-- BEGIN Input records --
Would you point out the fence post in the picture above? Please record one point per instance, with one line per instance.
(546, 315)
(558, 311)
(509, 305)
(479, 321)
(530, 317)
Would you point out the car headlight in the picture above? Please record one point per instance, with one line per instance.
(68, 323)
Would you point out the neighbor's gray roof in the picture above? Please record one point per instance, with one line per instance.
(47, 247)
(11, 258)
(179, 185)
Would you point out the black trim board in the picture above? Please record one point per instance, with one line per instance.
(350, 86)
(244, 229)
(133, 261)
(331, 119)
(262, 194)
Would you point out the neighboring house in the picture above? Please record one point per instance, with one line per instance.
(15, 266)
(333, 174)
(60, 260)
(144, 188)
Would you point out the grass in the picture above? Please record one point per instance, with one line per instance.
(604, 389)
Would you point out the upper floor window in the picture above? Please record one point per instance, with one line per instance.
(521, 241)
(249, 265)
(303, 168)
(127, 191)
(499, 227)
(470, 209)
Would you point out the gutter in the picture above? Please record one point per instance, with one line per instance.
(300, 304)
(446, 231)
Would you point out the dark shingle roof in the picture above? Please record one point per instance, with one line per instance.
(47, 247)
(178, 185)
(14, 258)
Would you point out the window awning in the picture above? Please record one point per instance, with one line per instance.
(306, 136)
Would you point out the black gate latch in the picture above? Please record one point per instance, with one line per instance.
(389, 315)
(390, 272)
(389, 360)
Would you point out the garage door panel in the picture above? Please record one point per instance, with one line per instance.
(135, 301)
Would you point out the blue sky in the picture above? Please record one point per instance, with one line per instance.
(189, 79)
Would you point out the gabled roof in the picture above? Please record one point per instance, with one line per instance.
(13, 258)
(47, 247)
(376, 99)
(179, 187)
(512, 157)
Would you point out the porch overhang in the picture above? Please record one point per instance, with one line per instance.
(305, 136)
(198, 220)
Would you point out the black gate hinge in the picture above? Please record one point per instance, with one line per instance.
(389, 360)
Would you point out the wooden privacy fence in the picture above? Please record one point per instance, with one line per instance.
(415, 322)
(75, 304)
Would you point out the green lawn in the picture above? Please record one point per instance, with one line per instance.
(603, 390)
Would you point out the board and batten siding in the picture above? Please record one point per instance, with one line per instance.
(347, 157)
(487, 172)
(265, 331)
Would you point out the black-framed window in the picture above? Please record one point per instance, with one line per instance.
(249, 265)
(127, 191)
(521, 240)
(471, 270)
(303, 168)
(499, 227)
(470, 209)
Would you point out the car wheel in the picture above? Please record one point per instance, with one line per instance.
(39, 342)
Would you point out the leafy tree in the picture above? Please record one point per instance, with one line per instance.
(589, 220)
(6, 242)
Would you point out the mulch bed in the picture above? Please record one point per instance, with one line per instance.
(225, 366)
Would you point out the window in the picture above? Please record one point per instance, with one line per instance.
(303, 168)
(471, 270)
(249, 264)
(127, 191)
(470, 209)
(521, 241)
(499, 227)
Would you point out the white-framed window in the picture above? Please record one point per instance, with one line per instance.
-- END Input records --
**Objective**
Copy out every one of the lines above word for word, leaving nothing out.

**Written response**
Would you point out the fence post in the picture above? Please record one point per instance, with one line per instance.
(546, 315)
(558, 311)
(509, 305)
(479, 321)
(530, 317)
Would you point out the car headlight in the picture above? Please record one point per instance, with one line per instance.
(68, 323)
Would you point out the neighbor's gray roof in the picture above? Please record one point per instance, with one line per instance.
(47, 247)
(11, 258)
(179, 185)
Would you point out the black trim board in the picture above? Please record one point per instance, with one line per instance.
(350, 86)
(244, 229)
(133, 261)
(331, 119)
(262, 194)
Would you point out the neighboring house in the picture above? Please record one point per instance, with one line per instance.
(15, 266)
(333, 174)
(60, 260)
(144, 188)
Would you point out the grass in the picture above? Please record one point per instance, with one line per instance.
(604, 389)
Would you point out the upper floor window in the picture above? Please record one point per instance, with one line per instance.
(521, 241)
(249, 265)
(303, 168)
(127, 191)
(499, 227)
(470, 209)
Would you point out the gutter in the picture above? Please record one point per instance, with one line per instance.
(300, 304)
(446, 231)
Would you point out the dark shingle roof in the picture above? Please record one point per instance, with one line per instance.
(47, 247)
(178, 185)
(14, 258)
Would you point out the window awning in the picture above? Please record one point per instance, with one line per instance.
(306, 136)
Would you point out the black gate latch in the picture above? Please record one point per instance, with one line per instance.
(389, 315)
(390, 272)
(389, 360)
Would you point out the garage door panel in the picture above? Please record one point per instance, with one line per instance.
(135, 301)
Would you point out the blue sky in the picture above? Please record one point per instance, with one line per instance.
(189, 79)
Would you point out the gabled roof in the picture above? Please record one point per instance, with one line per instance.
(13, 258)
(47, 247)
(376, 99)
(179, 187)
(512, 157)
Would you point out the porch overhang in the picture above? Please record one point per instance, with one line per instance.
(305, 136)
(198, 220)
Would you point out the black gate hinge in the picture above? Please record one point per instance, with one line per instance.
(389, 360)
Would you point out the wooden privacy fence in the picture above? Please record one point per instance, with one line per instance.
(415, 322)
(75, 304)
Would you point out the green lawn in the picture above? Please record one point per instance, with one line per instance.
(603, 390)
Would you point out the board and batten siding in the picture above? Please record one point per instance, with one line per instance.
(347, 157)
(487, 172)
(265, 331)
Would you point out the black-framed window in the picture above? Please record one point per instance, with one line per instance.
(249, 265)
(127, 191)
(521, 240)
(471, 270)
(303, 168)
(499, 227)
(470, 209)
Would you point out the car wheel in the picture above? Please record one point per instance, with one line per instance.
(39, 342)
Would you point out the leafy tree in the picture above? Please record one point per instance, with one line per instance.
(589, 220)
(6, 242)
Would you point out the mulch bed in the picture above? Please record one point per instance, with one line per instance.
(225, 366)
Would you point out the window in the picture above? Please record one point per instance, with one line per instance.
(303, 168)
(471, 270)
(249, 264)
(127, 191)
(470, 209)
(521, 241)
(499, 227)
Would you point out the white-framed window in the picture above? Please record one point per instance, with one line per instance.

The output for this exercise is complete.